PROBLEM TO SOLVE:
Answer from the abstract below:
(a) Which two ALS mouse lines does it name?
(b) According to the abstract, what does motoneuron soma volume indicate?
(c) What shortcoming of current 3D software renderings does it state?

Abstract/Summary
3D Immunohistochemistry (IHC) analysis to enhance the rigor of motoneuronal somatic reconstruction and
potassium channel characterization. Clinical Relevance: Amyotrophic lateral sclerosis (ALS) has few
therapies with only modest benefits despite decades of research. Barriers arise from complex, multifarious
pathologies and conflicting reports in the ALS literature, often due to inconsistent methods and unaccounted
for biological variables. Parent grant data implicates Kv2.1 and SK potassium ion channels in the excitability
dysregulation of motoneurons (MNs) in ALS, specifically in SOD1-G93A and rNLS8 ALS mouse lines. The
objective of this research is to develop novel 3D IHC analysis methods to rigorously examine somatic
morphology and potassium channel structure in normal vs. diseased states to elucidate the roles of Kv2.1
and SK in ALS. Rationale: Current 2D IHC methods do not provide accurate measures of soma size or ion
channel structure. Also, standard manual tracing to assess 2D area involves human bias. Notably, MN soma
volume indicates vulnerability to ALS (largest cells die first). Also, the soma surface area impacts membrane
capacity for ion channels. Thus, 3D somatic measurements are vital to the parent grant. Also, the multiple,
complex roles of potassium channels in regulating MN excitability, and the fact that these channels are
understudied in spinal MNs, makes rigorous characterization of Kv2.1 and SK critical to the parent grant’s
work. Thus, our Specific Aims are: SA 1) Develop algorithms for accurate 3D reconstruction and
measurement of MN somas in IHC: 2D soma measurements require subjective and tedious manual cell
body tracing, which is sensitive to human error and biased by image orientation. Also, current 3D software-
renderings are low-resolution and insufficient for 3D ion channel quantitation. Thus, the candidate will develop
unbiased algorithms to automatically trace the 3D somatic membrane and quantitate soma volume and
surface area. SA 2) Rigorously characterize somatic potassium channel structure and calibrate
analysis to known channel phosphorylation states in healthy spinal MNs: Kv2.1 and SK structure each
exhibit a structural range from tightly clustered to loosely dephosphorylated depending on their functional
state. These graded clustering changes are not thoroughly characterized by visual inspection, as proposed
in the parent grant. Thus, the candidate will develop quantitation algorithms for 3D intensity maps to
characterize Kv2.1 and SK structure. SA 3) Characterize Kv2.1 and SK structure in ALS spinal MNs: While
Kv2.1 and SK qualitative structural changes have been observed across healthy cell function, both channels
have been understudied in ALS and never characterized in rNLS8 specifically. Thus, we will rigorously
characterize Kv2.1 and SK clustering changes in rNLS8 MNs and compare/contrast these changes to those
measured in SOD1 MNs. Completion of these studies will link potassium channel structure changes to
functional changes in both SOD1 and rNLS8 MNs, thus elucidating Kv2.1 and SK’s role in ALS.

DATA EXTRACTS:
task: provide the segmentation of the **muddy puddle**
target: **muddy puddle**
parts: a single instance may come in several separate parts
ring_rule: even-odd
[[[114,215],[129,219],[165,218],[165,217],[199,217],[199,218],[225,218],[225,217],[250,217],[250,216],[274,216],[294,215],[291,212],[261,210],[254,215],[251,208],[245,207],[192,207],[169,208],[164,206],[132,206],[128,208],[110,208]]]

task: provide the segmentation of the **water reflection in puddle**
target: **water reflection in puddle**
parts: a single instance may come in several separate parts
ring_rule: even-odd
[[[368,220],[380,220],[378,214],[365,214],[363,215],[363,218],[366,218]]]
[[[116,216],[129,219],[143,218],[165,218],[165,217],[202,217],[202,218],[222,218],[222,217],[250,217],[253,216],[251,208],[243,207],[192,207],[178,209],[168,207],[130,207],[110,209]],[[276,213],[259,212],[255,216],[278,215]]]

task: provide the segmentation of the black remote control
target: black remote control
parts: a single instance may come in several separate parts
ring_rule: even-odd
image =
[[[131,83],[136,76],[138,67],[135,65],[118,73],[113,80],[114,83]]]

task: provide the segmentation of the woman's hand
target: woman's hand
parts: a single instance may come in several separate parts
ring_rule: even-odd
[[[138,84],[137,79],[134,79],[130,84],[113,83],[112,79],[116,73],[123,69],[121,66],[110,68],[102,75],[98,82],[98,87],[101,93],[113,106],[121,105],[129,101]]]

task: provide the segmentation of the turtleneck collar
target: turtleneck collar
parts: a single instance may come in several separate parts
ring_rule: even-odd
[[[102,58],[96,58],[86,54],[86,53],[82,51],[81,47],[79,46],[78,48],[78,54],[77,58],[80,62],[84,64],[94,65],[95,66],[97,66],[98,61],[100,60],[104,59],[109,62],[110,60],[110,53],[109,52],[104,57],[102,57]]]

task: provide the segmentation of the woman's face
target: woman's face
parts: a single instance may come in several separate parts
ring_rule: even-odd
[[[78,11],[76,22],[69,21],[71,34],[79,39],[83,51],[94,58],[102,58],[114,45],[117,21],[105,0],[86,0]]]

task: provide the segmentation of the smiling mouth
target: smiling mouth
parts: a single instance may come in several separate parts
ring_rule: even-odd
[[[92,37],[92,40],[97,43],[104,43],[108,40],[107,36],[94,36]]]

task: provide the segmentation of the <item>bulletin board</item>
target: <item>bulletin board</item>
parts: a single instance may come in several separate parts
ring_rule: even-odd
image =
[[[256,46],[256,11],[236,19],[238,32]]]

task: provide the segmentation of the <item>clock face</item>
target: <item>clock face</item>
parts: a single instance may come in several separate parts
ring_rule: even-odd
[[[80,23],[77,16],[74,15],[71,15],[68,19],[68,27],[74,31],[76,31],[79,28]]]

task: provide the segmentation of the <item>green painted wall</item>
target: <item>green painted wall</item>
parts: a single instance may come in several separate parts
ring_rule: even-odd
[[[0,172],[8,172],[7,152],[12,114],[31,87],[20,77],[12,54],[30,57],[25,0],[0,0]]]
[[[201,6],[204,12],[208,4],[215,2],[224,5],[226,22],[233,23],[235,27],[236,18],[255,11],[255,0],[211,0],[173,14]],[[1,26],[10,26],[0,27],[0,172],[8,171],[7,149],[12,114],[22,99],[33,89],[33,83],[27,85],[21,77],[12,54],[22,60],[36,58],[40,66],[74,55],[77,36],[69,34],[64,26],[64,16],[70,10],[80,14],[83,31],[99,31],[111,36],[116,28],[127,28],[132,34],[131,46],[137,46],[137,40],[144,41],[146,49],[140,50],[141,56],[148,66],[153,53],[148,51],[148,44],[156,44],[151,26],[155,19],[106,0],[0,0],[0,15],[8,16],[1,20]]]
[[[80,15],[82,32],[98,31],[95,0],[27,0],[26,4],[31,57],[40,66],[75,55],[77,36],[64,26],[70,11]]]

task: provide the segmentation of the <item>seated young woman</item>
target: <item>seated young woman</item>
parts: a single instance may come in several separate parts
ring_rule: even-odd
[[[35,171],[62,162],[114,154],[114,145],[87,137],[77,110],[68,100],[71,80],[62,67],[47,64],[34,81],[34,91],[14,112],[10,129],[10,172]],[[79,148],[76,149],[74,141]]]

YOUR RESPONSE:
(a) SOD1-G93A and rNLS8.
(b) Vulnerability to ALS: the largest cells die first.
(c) They are low-resolution and insufficient for 3D ion channel quantitation.